* _Text excerpt_:
Segment Open
Kylie Jenner, having originally lied about her enhancements, easily leads us to wonder, who else is lying? The Kardashian sisters all deny having any plastic surgery, except for fillers and Botox (although Kourtney does admit to her breast enlargement). There's speculation around Kim's bum, Khloé's now-slim-figure, and Kendall's facial structure.

High-fashion model, Kendall Jenner is deemed the 'natural one' of the family. However, many argue that she has had work done and denies it all to save her reputation as a model. In a 2017 interview with E! News, she said "As a model, why would I have my face reconstructed? It doesn't even make sense." But with subtle changes over the years to her nose, lips, and jaw shape, her integrity could be questioned.

Filtered or faulty?

Khloé Kardashian recently caused havoc, after a bikini photo that she deemed 'unflattering' was leaked. What she really meant is unfiltered. Khloe drastically threatened legal action to have image removed. Despite the photo easily fitting Western beauty standards, it didn't mirror the standards created by her Instagram. But by no means is that a critique to Khloe. The majority of us are aware that social media highlights our best bits, but Khloe's complete outrage reveals a dangerous undertone.
Segment Closed
Stored dataset items
Segment Open
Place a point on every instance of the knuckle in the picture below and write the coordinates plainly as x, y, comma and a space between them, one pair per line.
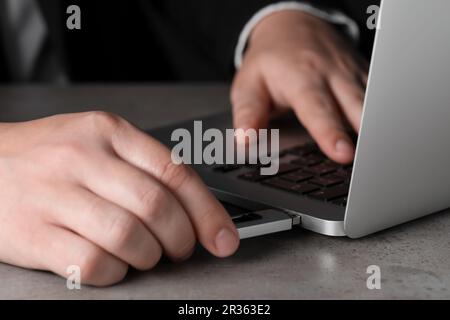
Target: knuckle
122, 230
151, 260
69, 152
91, 265
153, 202
184, 251
103, 121
174, 175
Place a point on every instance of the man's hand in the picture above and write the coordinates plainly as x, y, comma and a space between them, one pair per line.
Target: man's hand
93, 191
297, 61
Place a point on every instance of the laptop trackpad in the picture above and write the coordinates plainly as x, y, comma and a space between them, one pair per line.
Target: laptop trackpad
256, 223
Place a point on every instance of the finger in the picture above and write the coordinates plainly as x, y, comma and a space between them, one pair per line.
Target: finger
212, 224
317, 110
109, 226
250, 100
59, 249
141, 194
350, 95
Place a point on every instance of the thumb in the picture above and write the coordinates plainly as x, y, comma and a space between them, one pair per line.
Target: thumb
250, 100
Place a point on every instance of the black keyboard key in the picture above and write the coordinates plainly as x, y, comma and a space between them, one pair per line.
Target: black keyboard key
331, 193
280, 184
341, 202
305, 188
323, 168
227, 168
328, 180
254, 176
343, 174
287, 167
298, 176
304, 150
310, 160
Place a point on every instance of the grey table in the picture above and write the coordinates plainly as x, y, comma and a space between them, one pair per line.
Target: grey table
414, 258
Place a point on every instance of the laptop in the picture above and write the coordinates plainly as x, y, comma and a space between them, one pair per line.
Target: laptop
401, 170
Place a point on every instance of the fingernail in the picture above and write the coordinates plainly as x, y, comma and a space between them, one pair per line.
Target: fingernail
344, 147
240, 136
226, 242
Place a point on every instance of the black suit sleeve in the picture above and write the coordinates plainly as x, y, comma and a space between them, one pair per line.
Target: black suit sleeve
220, 25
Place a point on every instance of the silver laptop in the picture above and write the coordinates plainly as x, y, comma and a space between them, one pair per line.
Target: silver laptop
402, 167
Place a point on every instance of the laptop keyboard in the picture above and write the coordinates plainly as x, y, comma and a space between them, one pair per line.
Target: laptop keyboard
304, 171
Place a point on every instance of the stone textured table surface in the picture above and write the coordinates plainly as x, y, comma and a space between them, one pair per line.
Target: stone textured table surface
414, 258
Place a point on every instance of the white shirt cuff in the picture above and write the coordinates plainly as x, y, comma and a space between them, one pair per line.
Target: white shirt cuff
332, 16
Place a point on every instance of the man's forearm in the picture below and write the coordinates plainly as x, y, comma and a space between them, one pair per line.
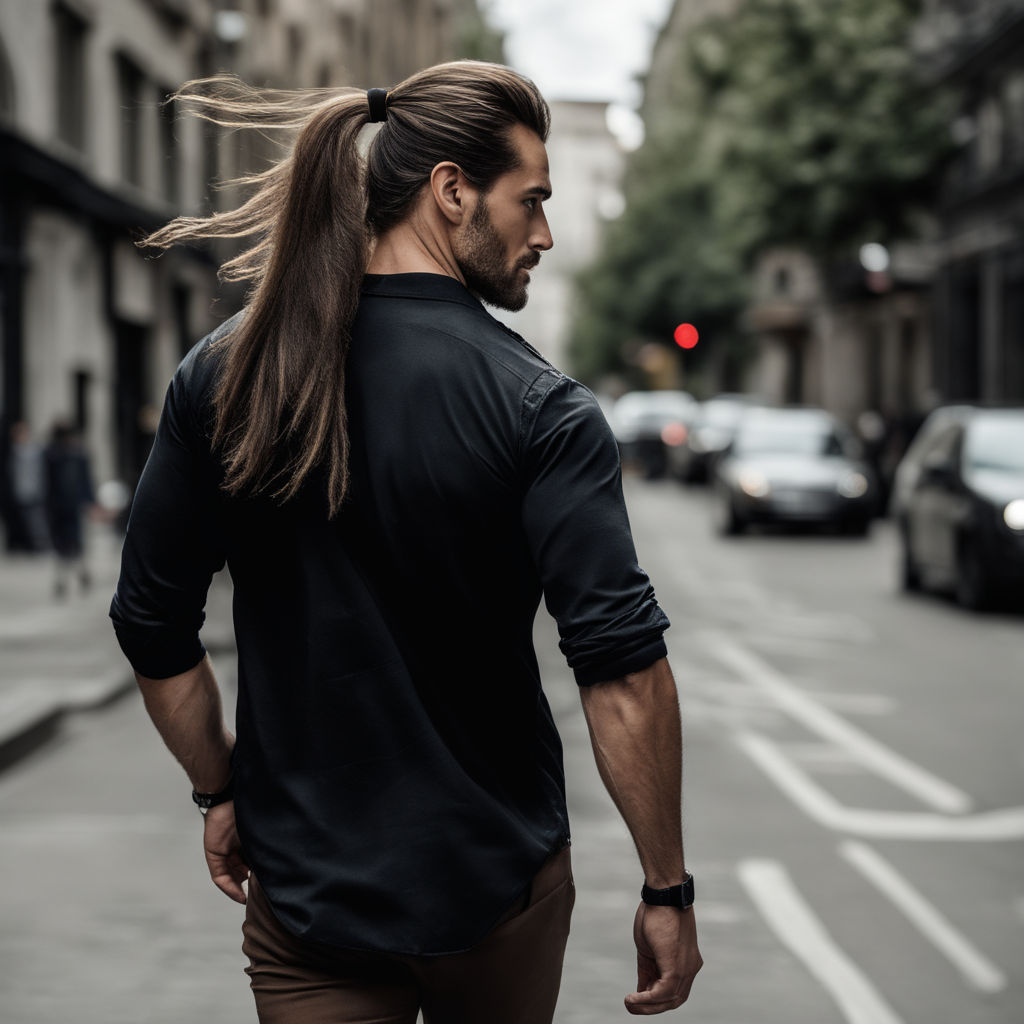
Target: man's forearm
186, 712
635, 730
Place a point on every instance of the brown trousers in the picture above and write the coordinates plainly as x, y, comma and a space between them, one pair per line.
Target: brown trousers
512, 977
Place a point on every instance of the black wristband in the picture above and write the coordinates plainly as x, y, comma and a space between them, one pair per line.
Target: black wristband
204, 801
680, 896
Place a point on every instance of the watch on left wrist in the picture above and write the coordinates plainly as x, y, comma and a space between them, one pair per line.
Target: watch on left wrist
204, 801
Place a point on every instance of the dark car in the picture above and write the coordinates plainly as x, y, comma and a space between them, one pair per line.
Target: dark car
646, 422
958, 504
794, 465
710, 432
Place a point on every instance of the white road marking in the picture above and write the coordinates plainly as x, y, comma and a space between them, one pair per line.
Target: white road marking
898, 770
819, 805
788, 915
977, 970
859, 704
36, 826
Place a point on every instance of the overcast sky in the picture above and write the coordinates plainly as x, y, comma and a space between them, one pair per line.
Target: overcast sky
581, 49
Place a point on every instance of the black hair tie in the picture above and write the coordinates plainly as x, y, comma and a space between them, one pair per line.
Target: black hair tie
377, 101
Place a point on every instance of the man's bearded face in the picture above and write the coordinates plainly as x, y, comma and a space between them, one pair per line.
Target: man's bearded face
489, 272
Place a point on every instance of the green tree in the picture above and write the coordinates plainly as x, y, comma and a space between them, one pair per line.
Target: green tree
797, 122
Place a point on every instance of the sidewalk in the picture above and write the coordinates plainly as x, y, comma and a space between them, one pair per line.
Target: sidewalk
59, 656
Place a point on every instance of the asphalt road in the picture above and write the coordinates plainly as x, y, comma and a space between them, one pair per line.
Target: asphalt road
853, 803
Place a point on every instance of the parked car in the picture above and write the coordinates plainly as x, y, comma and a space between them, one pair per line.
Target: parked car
958, 505
794, 465
711, 430
647, 422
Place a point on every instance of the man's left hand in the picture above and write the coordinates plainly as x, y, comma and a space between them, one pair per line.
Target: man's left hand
223, 851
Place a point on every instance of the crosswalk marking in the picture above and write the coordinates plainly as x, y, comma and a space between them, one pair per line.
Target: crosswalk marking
977, 970
788, 915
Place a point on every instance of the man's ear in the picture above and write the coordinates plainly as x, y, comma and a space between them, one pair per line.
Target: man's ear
450, 186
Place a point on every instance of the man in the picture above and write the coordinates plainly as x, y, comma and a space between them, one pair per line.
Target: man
395, 796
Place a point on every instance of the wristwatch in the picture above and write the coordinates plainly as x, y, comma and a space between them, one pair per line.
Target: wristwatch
680, 896
204, 801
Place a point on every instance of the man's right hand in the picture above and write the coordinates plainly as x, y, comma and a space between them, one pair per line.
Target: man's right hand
668, 958
223, 851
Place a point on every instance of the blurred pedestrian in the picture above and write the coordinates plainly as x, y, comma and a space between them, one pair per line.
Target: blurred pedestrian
25, 491
69, 496
393, 478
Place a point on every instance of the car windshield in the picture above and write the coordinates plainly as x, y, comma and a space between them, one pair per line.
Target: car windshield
653, 406
721, 414
786, 437
996, 443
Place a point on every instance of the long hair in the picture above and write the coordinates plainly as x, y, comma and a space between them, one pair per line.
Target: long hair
280, 397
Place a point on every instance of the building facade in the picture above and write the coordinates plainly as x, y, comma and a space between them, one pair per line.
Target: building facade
977, 46
91, 159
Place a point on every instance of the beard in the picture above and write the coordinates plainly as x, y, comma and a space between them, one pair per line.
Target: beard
480, 257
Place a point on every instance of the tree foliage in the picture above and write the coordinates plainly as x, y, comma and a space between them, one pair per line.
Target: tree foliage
793, 122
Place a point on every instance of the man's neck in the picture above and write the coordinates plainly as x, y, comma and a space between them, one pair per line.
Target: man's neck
413, 248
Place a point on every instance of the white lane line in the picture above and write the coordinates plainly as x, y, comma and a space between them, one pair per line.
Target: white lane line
896, 769
816, 803
978, 971
788, 915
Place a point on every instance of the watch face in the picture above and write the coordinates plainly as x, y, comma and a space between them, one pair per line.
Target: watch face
680, 896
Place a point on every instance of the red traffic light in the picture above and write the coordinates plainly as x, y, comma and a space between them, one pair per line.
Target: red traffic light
686, 336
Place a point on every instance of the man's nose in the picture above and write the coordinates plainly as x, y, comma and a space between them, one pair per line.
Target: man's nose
542, 239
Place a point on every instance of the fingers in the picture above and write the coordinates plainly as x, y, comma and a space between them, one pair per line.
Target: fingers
667, 993
229, 884
223, 852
Segment Closed
* _Description of the task_:
Output the full text about the Kardashian-Jenner family and plastic surgery, word for word.

* _Solution_:
Kylie Jenner, having originally lied about her enhancements, easily leads us to wonder, who else is lying? The Kardashian sisters all deny having any plastic surgery, except for fillers and Botox (although Kourtney does admit to her breast enlargement). There's speculation around Kim's bum, Khloé's now-slim-figure, and Kendall's facial structure.

High-fashion model, Kendall Jenner is deemed the 'natural one' of the family. However, many argue that she has had work done and denies it all to save her reputation as a model. In a 2017 interview with E! News, she said "As a model, why would I have my face reconstructed? It doesn't even make sense." But with subtle changes over the years to her nose, lips, and jaw shape, her integrity could be questioned.

Filtered or faulty?

Khloé Kardashian recently caused havoc, after a bikini photo that she deemed 'unflattering' was leaked. What she really meant is unfiltered. Khloe drastically threatened legal action to have image removed. Despite the photo easily fitting Western beauty standards, it didn't mirror the standards created by her Instagram. But by no means is that a critique to Khloe. The majority of us are aware that social media highlights our best bits, but Khloe's complete outrage reveals a dangerous undertone.